▶ [Problem requirements] Starting with the line that has "Tag every instance of the red bridge railing", retype each line down to the end of the entries below, without leaving any out or adding any.

Items from a data source:
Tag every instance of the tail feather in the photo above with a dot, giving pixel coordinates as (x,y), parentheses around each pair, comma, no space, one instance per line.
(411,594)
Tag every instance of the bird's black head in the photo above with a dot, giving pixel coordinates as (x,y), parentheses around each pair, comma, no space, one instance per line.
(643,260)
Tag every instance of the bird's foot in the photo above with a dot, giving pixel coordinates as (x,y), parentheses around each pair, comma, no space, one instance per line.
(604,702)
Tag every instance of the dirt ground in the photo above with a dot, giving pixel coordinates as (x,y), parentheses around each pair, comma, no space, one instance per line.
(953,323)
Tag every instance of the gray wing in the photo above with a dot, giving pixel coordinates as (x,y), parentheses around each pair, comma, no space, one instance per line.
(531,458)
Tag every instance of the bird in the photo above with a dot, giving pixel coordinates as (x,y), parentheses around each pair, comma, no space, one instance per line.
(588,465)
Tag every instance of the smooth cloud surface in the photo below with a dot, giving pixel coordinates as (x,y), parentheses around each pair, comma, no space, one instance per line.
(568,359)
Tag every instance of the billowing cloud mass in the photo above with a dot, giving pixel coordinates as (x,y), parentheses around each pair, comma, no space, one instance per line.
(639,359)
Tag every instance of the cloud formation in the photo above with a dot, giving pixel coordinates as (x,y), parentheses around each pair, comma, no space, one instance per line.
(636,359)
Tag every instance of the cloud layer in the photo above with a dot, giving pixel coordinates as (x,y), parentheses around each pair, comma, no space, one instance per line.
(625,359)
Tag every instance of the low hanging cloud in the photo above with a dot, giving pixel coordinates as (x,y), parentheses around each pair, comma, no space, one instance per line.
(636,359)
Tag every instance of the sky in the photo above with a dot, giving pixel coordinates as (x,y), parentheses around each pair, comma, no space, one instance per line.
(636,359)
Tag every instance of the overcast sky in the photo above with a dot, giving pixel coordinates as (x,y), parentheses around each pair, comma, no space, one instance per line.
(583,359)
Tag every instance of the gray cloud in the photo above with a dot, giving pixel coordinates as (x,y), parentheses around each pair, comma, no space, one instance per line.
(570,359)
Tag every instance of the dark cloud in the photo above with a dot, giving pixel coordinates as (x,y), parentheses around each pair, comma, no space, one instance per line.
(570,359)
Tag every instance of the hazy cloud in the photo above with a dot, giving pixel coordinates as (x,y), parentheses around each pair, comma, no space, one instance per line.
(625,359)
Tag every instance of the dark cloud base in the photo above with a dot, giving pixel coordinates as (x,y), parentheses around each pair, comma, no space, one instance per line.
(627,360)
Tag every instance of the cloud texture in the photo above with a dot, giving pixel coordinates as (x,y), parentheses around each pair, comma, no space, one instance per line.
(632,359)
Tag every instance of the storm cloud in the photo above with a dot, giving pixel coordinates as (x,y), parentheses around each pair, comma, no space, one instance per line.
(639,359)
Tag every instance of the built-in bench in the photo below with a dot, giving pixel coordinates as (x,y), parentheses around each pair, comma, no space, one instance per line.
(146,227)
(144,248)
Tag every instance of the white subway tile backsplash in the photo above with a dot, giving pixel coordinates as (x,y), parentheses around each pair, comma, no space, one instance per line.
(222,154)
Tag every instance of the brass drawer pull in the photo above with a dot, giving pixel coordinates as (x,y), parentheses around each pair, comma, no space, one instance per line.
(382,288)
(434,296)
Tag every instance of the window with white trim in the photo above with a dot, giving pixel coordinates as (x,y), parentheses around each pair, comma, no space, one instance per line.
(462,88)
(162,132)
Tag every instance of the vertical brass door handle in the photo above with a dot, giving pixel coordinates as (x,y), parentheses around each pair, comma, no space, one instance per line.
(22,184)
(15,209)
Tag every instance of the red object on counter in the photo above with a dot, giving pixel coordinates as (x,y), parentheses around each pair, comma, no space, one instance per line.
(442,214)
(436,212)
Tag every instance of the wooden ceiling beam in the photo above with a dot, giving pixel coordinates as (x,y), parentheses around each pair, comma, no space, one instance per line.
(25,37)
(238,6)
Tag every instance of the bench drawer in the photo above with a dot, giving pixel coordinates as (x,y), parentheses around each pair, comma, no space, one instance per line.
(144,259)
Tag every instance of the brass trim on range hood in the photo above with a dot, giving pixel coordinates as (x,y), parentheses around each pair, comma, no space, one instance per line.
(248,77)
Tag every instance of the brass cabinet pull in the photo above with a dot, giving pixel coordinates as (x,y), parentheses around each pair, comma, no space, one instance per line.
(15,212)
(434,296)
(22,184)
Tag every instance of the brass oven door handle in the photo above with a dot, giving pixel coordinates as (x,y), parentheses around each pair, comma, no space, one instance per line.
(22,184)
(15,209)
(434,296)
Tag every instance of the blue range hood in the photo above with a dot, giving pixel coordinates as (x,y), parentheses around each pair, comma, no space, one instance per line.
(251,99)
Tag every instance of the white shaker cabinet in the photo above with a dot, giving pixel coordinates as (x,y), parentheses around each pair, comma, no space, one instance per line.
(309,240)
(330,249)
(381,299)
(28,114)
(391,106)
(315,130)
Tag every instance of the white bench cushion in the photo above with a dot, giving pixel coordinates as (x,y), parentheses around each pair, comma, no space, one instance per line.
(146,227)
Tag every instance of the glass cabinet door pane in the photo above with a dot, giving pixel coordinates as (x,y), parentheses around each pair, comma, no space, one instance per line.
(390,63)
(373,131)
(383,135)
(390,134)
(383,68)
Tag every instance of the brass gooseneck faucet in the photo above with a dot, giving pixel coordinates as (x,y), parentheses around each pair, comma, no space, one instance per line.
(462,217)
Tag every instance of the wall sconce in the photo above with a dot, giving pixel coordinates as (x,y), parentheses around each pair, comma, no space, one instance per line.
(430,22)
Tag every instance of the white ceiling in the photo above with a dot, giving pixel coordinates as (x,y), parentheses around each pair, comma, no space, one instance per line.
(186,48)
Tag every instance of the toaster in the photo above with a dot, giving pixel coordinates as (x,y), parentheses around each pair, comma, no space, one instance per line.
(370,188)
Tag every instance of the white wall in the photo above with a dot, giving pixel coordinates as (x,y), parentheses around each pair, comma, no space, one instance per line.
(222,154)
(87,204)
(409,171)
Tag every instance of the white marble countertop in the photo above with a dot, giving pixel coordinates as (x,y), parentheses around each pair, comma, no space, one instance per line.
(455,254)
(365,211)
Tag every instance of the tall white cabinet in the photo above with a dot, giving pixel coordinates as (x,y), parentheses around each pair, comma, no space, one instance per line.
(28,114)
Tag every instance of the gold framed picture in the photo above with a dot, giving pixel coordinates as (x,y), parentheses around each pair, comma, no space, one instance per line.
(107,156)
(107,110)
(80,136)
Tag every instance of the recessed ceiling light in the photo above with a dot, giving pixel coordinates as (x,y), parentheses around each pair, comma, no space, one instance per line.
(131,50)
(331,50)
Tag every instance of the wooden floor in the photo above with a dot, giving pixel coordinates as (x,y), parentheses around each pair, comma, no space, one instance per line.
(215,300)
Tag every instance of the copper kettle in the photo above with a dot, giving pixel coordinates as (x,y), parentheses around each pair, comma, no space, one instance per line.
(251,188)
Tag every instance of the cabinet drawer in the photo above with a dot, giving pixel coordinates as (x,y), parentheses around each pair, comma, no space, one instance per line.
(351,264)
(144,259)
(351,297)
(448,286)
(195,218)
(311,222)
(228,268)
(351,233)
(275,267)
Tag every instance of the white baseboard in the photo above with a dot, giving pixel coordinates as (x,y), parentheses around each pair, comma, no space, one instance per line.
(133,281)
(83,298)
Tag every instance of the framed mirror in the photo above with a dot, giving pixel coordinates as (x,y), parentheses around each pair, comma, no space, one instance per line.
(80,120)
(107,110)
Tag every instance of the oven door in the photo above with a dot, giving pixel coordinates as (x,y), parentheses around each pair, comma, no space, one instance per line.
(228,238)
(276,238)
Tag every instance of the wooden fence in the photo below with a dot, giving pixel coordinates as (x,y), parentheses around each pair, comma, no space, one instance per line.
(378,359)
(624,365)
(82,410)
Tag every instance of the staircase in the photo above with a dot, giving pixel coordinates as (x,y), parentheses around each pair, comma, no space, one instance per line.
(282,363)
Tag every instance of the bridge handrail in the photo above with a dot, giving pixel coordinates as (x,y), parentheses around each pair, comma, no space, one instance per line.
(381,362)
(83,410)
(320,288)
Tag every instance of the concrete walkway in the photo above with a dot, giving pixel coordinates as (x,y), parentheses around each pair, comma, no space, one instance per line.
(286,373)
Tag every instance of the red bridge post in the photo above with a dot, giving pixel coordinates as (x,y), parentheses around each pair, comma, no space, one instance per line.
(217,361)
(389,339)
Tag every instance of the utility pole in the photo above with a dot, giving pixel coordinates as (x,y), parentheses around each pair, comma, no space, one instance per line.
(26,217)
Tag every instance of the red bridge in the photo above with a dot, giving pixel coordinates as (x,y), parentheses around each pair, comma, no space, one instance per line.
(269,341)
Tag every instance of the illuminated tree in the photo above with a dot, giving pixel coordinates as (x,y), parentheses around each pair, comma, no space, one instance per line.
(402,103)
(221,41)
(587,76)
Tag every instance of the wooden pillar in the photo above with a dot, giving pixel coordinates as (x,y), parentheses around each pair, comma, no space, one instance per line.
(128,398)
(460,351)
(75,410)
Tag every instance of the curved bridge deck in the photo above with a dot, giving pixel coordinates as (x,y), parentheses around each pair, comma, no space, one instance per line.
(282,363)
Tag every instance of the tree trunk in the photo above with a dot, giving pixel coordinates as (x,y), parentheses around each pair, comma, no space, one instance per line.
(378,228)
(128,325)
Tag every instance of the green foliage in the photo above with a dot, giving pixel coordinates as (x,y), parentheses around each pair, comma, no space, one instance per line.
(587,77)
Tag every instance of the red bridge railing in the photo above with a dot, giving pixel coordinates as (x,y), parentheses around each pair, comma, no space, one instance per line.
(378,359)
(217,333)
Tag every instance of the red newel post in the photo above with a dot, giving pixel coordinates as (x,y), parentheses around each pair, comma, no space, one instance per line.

▶ [Task solution]
Tag every instance of the red bridge railing in the photo above with a dot, giving pixel coordinates as (x,y), parentheses around each pair, comma, no space, one instance per line.
(378,359)
(217,333)
Tag every instance of the red newel post in the photo above with a dot, giving pixel coordinates as (x,y), parentheses around each pair, comma, no space, one instance per line.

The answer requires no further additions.